▶ [What this task involves]:
Using the entries below, transcribe exactly the line containing "Please segment every instance of the curved" and each line that follows it to the end.

▶ [Given records]:
— START —
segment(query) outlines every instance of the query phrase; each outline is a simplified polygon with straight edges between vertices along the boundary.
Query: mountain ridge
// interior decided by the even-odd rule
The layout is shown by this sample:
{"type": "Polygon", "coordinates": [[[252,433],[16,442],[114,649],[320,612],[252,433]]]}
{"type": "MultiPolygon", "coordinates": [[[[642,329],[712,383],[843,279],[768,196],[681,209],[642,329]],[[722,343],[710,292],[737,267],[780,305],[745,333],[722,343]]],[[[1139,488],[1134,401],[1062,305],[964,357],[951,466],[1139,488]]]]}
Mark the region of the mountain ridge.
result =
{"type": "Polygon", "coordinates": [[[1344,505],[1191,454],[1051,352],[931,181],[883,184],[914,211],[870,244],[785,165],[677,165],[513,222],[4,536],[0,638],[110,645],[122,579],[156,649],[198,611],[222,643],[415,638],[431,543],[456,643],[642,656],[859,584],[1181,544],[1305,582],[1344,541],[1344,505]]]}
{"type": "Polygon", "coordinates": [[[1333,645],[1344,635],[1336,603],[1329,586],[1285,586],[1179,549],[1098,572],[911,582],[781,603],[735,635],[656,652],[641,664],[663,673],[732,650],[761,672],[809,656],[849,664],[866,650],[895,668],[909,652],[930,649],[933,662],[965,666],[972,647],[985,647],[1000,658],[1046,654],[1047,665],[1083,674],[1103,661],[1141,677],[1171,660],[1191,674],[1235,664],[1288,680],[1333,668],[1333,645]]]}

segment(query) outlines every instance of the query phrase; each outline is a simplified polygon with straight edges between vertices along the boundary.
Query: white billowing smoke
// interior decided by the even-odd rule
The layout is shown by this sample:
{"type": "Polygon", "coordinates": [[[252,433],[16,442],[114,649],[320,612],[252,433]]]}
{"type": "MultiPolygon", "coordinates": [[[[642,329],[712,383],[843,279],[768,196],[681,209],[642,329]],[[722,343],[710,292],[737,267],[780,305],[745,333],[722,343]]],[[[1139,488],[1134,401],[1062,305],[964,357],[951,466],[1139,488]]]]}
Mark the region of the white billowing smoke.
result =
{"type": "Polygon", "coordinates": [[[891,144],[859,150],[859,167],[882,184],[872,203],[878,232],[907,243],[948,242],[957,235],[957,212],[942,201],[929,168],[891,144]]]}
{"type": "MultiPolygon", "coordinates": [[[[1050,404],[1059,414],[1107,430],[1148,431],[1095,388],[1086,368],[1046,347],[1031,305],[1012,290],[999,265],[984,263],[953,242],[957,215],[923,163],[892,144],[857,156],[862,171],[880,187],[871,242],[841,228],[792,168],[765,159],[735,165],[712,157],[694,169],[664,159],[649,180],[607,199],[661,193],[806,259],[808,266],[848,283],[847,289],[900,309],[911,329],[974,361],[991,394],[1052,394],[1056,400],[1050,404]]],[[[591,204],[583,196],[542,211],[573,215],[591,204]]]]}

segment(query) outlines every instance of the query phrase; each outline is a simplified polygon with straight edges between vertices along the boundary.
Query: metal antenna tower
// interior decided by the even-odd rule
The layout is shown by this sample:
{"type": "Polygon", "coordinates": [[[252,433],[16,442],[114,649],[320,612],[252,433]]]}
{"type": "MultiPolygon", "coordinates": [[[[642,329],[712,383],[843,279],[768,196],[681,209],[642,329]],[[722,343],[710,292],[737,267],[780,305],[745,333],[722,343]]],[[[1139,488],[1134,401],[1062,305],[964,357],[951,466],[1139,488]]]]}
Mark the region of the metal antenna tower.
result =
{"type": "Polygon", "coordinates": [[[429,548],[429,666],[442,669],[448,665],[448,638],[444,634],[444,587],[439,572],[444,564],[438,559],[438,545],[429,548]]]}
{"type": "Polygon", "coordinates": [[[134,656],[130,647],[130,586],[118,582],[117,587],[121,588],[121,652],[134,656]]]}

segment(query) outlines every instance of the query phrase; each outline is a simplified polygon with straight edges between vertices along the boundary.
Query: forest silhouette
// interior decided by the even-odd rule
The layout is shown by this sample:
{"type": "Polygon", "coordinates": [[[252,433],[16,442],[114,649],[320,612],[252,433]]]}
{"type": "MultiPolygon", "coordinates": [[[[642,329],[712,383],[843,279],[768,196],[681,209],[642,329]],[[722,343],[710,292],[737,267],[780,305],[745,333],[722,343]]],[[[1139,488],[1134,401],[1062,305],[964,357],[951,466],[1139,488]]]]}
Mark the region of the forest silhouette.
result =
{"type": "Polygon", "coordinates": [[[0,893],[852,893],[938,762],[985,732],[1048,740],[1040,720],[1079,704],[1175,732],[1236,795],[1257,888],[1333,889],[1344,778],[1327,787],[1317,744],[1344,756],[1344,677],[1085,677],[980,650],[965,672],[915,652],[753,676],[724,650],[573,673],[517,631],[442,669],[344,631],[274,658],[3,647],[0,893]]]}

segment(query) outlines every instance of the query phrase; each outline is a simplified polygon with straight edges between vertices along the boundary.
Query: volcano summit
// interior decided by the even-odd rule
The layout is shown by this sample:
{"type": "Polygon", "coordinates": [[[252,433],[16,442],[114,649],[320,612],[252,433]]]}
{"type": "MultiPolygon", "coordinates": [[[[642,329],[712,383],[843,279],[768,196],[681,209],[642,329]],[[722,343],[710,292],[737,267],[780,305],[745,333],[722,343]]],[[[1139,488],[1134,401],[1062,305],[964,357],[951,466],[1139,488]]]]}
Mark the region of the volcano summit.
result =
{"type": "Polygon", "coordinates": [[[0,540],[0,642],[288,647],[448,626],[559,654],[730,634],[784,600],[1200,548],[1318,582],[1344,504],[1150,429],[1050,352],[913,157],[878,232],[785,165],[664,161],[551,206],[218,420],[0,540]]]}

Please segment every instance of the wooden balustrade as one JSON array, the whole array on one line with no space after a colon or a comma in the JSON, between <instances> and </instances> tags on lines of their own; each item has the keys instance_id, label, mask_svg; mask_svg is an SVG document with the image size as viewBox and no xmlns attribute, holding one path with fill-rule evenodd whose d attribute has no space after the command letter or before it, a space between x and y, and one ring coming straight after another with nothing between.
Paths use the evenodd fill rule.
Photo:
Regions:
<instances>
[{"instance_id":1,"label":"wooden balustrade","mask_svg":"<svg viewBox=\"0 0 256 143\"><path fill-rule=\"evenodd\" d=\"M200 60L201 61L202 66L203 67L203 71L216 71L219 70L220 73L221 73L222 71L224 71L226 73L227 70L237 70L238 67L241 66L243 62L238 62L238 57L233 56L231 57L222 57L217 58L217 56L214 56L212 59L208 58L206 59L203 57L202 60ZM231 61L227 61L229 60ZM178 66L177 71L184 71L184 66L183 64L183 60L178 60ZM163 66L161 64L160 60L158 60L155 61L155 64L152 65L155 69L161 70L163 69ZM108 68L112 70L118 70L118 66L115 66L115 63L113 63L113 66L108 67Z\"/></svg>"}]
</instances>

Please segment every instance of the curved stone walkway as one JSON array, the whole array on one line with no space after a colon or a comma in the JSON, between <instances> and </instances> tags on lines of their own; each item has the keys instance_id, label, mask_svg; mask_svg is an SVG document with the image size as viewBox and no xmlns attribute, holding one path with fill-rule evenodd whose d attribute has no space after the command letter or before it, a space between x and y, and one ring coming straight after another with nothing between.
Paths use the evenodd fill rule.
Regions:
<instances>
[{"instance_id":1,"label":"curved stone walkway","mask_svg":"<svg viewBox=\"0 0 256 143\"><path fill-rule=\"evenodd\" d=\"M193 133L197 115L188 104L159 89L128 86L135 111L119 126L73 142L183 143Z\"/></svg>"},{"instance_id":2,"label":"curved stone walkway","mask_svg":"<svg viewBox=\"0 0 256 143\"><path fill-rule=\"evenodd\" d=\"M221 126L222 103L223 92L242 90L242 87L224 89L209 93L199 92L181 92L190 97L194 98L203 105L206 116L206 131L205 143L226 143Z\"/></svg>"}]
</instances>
— END —
▶ [Result]:
Please segment every instance of the curved stone walkway as one JSON array, the whole array on one line with no space after a colon or a comma in the JSON, between <instances> and </instances> tags on lines of their own; each item has the keys instance_id, label, mask_svg; mask_svg is an SVG document with the image size as viewBox and no xmlns attribute, holding one path with fill-rule evenodd whose d attribute has no space after the command letter or before it, a space between x and y, and one ring coming straight after another with nothing between.
Paths use the evenodd fill rule.
Regions:
<instances>
[{"instance_id":1,"label":"curved stone walkway","mask_svg":"<svg viewBox=\"0 0 256 143\"><path fill-rule=\"evenodd\" d=\"M193 133L197 115L188 104L159 89L128 86L135 111L119 126L73 142L183 143Z\"/></svg>"},{"instance_id":2,"label":"curved stone walkway","mask_svg":"<svg viewBox=\"0 0 256 143\"><path fill-rule=\"evenodd\" d=\"M221 126L222 103L223 92L242 90L242 87L224 89L209 93L199 92L181 92L190 97L194 98L203 105L206 116L206 131L205 143L226 143Z\"/></svg>"}]
</instances>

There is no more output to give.